### Texte source

Tirer des leçons de la situation d’urgence créée par le VIH en Saskatchewan

Par Susanne Nicolay

Depuis 2009, la Saskatchewan figure en tête des provinces canadiennes ayant le taux le plus élevé de nouvelles infections au VIH et la plus importante proportion de personnes vivant avec le VIH. L’épidémie de VIH dans cette province est unique par rapport aux autres juridictions du Canada, car plus des trois quarts de nos nouvelles infections surviennent chez les personnes qui utilisent des drogues injectables (la moyenne canadienne se situe sous la barre des 14 %).

Les origines des enjeux de santé publique, comme le VIH et l’hépatite C, se situent cependant bien au-delà de la dépendance et de l’abus de substances. Ces enjeux sont apparus il y a bien longtemps et ils proviennent non seulement d’un manque d’investissement — à la fois humain et financier — à long terme et durable, mais découlent aussi directement de l’impact de la colonisation et des pensionnats indiens.

Le VIH et l’hépatite C constituent des symptômes d’enjeux beaucoup plus importants en Saskatchewan. Je crois que ces enjeux sont à tout le moins reliés en partie à ce qui m’apparaît être du racisme de longue date envers les Autochtones. Les personnes autochtones de la Saskatchewan sont touchées de manière disproportionnée par plusieurs problèmes chroniques de santé, notamment le VIH. Pour nombre d’entre nous qui travaillons dans ce domaine depuis de nombreuses années, ces disparités en santé peuvent être associées à un manque de reconnaissance et de volonté politiques relativement à la situation d’urgence de santé publique actuelle créée par le VIH.

######
### Les données

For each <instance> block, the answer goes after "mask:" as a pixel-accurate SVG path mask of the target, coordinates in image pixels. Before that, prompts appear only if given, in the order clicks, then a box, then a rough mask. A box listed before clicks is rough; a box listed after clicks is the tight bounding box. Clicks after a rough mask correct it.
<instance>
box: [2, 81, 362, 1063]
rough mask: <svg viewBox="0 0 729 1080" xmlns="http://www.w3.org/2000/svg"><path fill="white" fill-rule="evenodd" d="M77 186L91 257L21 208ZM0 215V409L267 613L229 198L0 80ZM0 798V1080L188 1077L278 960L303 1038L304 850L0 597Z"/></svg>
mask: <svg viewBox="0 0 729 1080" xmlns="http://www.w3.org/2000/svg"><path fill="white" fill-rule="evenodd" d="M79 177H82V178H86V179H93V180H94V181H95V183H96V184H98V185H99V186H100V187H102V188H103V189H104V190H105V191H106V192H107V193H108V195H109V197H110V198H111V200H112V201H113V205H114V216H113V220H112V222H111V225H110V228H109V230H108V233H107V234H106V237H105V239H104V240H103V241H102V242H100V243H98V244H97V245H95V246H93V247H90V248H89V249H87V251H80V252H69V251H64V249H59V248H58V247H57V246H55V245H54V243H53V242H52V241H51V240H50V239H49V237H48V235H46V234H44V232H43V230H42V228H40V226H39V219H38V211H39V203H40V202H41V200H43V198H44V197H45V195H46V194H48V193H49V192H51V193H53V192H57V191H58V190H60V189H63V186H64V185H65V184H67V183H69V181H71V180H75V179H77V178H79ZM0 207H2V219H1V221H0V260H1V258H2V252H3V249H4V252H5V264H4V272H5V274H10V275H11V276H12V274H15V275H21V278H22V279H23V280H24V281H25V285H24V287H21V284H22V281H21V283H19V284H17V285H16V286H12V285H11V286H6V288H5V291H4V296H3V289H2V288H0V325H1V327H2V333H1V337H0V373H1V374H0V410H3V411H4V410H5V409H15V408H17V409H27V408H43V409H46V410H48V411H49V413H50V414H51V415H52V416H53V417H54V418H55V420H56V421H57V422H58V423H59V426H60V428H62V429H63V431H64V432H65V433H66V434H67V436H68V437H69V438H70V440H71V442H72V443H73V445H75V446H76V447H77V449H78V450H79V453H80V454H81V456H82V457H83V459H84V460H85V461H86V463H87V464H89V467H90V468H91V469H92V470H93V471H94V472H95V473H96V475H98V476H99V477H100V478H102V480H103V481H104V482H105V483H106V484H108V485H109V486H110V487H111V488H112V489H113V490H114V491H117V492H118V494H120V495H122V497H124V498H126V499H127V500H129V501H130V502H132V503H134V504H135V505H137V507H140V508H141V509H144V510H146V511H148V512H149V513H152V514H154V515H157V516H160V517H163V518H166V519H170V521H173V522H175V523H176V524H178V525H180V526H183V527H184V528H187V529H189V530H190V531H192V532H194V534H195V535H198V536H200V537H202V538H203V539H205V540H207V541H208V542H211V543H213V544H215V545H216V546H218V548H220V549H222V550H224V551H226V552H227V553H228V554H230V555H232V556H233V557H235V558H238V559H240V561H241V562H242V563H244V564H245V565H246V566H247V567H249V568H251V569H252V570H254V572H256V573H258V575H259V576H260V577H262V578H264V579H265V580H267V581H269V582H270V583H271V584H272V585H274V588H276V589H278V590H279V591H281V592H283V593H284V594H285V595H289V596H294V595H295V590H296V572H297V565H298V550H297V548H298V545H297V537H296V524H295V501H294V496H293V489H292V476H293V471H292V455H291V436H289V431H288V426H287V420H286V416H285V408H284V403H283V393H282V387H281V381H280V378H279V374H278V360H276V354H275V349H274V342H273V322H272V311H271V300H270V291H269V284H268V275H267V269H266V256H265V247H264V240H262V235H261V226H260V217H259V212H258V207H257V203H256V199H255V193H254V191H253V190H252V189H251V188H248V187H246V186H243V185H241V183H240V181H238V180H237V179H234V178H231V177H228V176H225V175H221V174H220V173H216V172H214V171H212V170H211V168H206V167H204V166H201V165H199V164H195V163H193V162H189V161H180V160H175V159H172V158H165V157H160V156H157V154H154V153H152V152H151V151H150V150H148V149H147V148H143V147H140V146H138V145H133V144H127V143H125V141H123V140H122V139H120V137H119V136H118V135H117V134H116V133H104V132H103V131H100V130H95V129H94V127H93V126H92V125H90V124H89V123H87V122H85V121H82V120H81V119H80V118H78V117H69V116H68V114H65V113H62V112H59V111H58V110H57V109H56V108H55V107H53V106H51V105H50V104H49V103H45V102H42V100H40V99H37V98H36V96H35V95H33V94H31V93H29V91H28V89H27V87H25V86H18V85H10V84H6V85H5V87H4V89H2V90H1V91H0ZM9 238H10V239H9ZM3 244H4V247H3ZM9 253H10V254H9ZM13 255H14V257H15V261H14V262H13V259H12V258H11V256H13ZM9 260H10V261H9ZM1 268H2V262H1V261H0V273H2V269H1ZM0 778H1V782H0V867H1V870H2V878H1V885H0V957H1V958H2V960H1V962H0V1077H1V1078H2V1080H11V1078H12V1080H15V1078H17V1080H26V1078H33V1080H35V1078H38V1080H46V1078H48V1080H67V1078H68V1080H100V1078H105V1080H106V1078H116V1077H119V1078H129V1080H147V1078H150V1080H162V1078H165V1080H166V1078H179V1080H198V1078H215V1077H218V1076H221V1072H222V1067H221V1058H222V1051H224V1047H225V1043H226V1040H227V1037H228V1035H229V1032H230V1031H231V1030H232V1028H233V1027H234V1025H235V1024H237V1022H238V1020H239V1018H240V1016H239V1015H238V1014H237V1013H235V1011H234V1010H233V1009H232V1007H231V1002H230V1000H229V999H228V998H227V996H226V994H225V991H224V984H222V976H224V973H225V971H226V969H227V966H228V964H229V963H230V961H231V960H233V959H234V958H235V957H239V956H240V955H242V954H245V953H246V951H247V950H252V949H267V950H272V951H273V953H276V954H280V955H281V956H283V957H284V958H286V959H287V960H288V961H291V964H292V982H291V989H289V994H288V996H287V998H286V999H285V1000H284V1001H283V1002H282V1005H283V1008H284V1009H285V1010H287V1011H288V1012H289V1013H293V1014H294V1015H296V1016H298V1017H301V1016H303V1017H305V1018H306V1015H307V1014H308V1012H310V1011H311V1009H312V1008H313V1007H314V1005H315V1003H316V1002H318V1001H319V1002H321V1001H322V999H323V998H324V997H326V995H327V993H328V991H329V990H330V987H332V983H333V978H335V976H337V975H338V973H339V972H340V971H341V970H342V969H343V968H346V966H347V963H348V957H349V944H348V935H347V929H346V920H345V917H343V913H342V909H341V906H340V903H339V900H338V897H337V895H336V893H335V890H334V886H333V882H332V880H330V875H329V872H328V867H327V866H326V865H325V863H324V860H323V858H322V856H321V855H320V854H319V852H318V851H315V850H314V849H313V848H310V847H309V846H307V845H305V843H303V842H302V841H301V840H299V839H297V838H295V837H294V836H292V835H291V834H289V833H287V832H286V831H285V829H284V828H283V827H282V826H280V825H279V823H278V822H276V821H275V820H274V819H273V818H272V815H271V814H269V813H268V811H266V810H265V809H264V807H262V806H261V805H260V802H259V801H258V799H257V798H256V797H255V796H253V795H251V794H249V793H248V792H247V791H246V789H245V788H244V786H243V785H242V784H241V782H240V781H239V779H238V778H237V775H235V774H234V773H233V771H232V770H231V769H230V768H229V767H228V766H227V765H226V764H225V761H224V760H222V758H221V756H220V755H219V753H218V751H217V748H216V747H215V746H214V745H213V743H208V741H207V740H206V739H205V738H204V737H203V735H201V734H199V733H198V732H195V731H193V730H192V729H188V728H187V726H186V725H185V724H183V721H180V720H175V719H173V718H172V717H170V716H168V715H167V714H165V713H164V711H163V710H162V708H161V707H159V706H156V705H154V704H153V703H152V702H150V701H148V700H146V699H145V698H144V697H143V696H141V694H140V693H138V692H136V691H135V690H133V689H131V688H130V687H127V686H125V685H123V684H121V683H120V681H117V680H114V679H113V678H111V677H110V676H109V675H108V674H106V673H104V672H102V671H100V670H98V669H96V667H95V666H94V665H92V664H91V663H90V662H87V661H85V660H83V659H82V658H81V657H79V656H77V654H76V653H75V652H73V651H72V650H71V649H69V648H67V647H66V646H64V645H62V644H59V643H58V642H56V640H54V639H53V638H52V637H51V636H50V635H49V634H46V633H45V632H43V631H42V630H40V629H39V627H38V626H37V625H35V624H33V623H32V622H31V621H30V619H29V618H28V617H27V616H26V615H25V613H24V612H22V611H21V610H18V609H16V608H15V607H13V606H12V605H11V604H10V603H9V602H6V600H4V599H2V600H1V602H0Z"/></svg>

######

## [Consigne]
Relevez, s'il vous plaît, toutes les origines que le texte sur le VIH en Saskatchewan attribue aux enjeux de santé publique comme le VIH et l'hépatite C.

## [Corrigé ci-dessous]
- un manque d'investissement à long terme et durable, à la fois humain et financier
- l'impact de la colonisation
- l'impact des pensionnats indiens